- **ASSIGNED TASK**: Would you copy all lines in the data that contain the word "plant"?

*** DATA ***

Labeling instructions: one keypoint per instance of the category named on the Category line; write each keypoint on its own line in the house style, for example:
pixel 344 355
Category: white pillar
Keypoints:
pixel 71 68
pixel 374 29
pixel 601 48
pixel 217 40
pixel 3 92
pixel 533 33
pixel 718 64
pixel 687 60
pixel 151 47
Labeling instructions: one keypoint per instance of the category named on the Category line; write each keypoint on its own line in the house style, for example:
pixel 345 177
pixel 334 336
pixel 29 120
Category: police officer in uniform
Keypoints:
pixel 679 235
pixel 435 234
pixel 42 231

*** End of DATA ***
*** DATA ***

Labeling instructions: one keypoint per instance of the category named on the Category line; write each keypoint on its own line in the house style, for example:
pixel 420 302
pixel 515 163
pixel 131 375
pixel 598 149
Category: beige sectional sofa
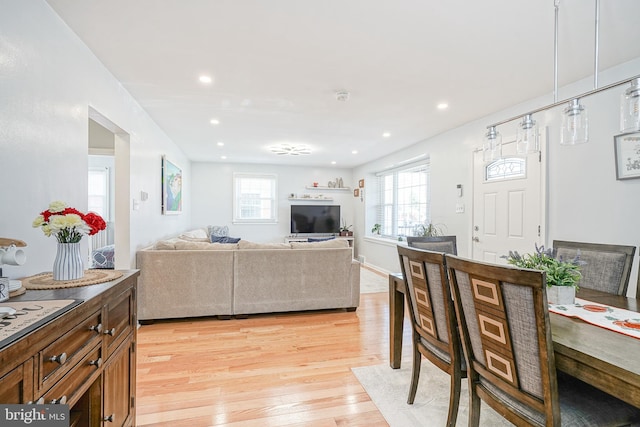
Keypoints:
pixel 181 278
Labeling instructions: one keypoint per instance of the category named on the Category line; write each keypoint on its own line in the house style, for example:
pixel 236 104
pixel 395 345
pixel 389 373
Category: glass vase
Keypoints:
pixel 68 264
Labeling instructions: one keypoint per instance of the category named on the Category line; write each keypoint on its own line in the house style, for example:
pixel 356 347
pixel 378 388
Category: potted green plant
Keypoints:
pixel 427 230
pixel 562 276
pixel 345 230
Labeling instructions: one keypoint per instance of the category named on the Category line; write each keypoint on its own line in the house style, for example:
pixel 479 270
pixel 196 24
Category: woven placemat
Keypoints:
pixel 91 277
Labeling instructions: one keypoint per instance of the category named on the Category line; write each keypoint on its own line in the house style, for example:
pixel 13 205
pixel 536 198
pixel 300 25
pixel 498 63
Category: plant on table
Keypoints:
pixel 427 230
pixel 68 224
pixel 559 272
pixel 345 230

*** End of DATA ***

- **EXERCISE RESULT**:
Category: potted green plant
Category: plant on table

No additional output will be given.